→ YOUR OBJECTIVE
Reproduce every line of the listing from its start through the line containing "65 89 L 63 85", both included, and omit the pictures. Change nothing except the answer mask, where you add -3 to each number, both the viewBox values and the path coordinates.

— begin EXTRACTED RECORDS —

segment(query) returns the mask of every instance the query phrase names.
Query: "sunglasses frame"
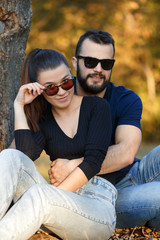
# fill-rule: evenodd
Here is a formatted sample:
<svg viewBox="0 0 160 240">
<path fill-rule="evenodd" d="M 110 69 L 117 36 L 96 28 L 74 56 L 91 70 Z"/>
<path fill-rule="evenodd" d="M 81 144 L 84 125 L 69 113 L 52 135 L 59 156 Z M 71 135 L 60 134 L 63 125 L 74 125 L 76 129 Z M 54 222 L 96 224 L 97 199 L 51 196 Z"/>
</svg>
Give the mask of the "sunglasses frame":
<svg viewBox="0 0 160 240">
<path fill-rule="evenodd" d="M 65 89 L 63 85 L 65 85 L 67 82 L 69 82 L 71 80 L 72 80 L 73 84 L 69 88 Z M 56 95 L 58 93 L 59 87 L 61 87 L 63 90 L 66 90 L 66 91 L 71 89 L 74 86 L 74 82 L 73 81 L 74 81 L 74 77 L 63 80 L 63 82 L 61 84 L 59 84 L 59 85 L 50 84 L 50 85 L 48 85 L 46 87 L 46 89 L 44 89 L 44 92 L 47 94 L 47 96 L 54 96 L 54 95 Z M 51 88 L 53 88 L 53 87 L 55 87 L 57 89 L 56 93 L 54 93 L 54 94 L 47 93 L 47 90 L 51 91 Z"/>
<path fill-rule="evenodd" d="M 115 59 L 98 59 L 98 58 L 94 58 L 94 57 L 88 57 L 88 56 L 78 56 L 77 58 L 79 59 L 84 59 L 84 65 L 86 68 L 95 68 L 97 66 L 97 64 L 100 62 L 101 63 L 101 67 L 103 68 L 103 70 L 111 70 L 114 66 L 115 63 Z M 90 66 L 89 63 L 87 63 L 87 59 L 89 60 L 93 60 L 95 61 L 95 65 L 94 66 Z M 106 61 L 110 62 L 110 64 L 112 63 L 111 66 L 105 67 L 106 65 Z"/>
</svg>

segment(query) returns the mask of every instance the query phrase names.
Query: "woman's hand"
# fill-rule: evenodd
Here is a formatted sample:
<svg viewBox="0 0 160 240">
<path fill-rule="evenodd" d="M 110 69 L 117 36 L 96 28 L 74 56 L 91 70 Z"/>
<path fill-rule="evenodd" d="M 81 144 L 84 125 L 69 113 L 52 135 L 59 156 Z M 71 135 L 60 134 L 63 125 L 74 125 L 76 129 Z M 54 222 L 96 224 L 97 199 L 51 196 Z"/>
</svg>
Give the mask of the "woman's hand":
<svg viewBox="0 0 160 240">
<path fill-rule="evenodd" d="M 83 158 L 72 160 L 58 158 L 53 161 L 50 164 L 51 168 L 48 171 L 50 184 L 57 187 L 82 161 Z"/>
<path fill-rule="evenodd" d="M 31 103 L 37 96 L 39 96 L 44 89 L 45 87 L 38 82 L 22 85 L 18 91 L 14 103 L 25 106 L 26 104 Z"/>
</svg>

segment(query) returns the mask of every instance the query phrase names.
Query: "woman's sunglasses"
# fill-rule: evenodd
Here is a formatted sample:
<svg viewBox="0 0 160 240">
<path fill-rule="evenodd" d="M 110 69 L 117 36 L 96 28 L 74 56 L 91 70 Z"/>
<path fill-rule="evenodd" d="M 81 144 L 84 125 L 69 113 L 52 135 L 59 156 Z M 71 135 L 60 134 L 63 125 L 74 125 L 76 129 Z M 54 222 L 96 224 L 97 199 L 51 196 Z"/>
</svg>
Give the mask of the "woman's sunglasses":
<svg viewBox="0 0 160 240">
<path fill-rule="evenodd" d="M 84 59 L 84 65 L 86 68 L 95 68 L 97 64 L 100 62 L 104 70 L 111 70 L 115 62 L 115 59 L 98 59 L 84 56 L 78 56 L 78 58 Z"/>
<path fill-rule="evenodd" d="M 74 85 L 73 80 L 74 78 L 65 79 L 61 84 L 57 86 L 54 84 L 48 85 L 44 91 L 48 96 L 56 95 L 59 91 L 59 87 L 61 87 L 63 90 L 71 89 Z"/>
</svg>

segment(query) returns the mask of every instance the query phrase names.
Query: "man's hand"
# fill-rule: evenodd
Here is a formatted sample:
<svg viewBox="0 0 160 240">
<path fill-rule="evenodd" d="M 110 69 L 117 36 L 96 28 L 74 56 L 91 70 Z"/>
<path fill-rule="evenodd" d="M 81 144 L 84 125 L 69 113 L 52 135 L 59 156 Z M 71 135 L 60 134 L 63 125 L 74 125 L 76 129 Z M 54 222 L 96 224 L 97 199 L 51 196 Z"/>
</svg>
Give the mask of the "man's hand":
<svg viewBox="0 0 160 240">
<path fill-rule="evenodd" d="M 50 184 L 55 187 L 58 187 L 60 183 L 64 181 L 68 175 L 83 161 L 83 158 L 77 159 L 64 159 L 58 158 L 53 161 L 50 166 L 51 168 L 48 170 L 48 175 L 50 179 Z"/>
</svg>

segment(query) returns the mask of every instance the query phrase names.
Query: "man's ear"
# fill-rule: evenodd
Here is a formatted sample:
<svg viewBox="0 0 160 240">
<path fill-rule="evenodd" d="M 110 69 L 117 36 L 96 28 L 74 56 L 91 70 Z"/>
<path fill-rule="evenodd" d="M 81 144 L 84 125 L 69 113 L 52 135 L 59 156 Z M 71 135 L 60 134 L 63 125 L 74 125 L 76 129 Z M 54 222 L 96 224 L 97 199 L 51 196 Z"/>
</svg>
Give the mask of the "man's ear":
<svg viewBox="0 0 160 240">
<path fill-rule="evenodd" d="M 72 65 L 74 67 L 74 70 L 77 72 L 77 58 L 72 57 Z"/>
</svg>

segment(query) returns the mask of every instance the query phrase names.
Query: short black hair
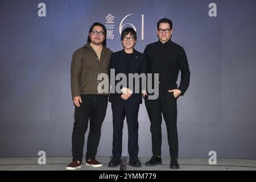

— end EXTRACTED RECORDS —

→ WRITTEN RESPONSE
segment(query) returns the mask of every instance the query phrase names.
Query: "sunglasses frame"
# fill-rule: evenodd
Here is a formatted sample:
<svg viewBox="0 0 160 240">
<path fill-rule="evenodd" d="M 110 69 L 117 36 L 96 28 L 74 56 L 91 70 Z"/>
<path fill-rule="evenodd" d="M 81 144 L 84 125 L 69 113 L 52 135 L 59 156 Z M 71 135 L 60 134 L 63 125 L 74 125 L 76 129 Z M 54 222 L 96 224 L 97 199 L 51 196 Z"/>
</svg>
Give the mask of the "sunglasses frame":
<svg viewBox="-3 -3 157 237">
<path fill-rule="evenodd" d="M 62 86 L 60 82 L 62 82 L 64 79 L 66 79 L 68 77 L 69 77 L 70 81 L 66 85 Z M 53 92 L 55 90 L 56 84 L 58 84 L 60 87 L 63 87 L 63 88 L 68 86 L 71 83 L 71 79 L 70 78 L 71 78 L 71 74 L 60 77 L 60 79 L 58 81 L 56 81 L 56 82 L 47 81 L 47 82 L 45 82 L 43 84 L 43 86 L 41 86 L 41 89 L 44 91 L 44 93 L 51 93 L 51 92 Z M 48 85 L 50 85 L 50 84 L 52 84 L 54 86 L 53 90 L 51 90 L 51 91 L 44 90 L 44 87 L 48 88 Z"/>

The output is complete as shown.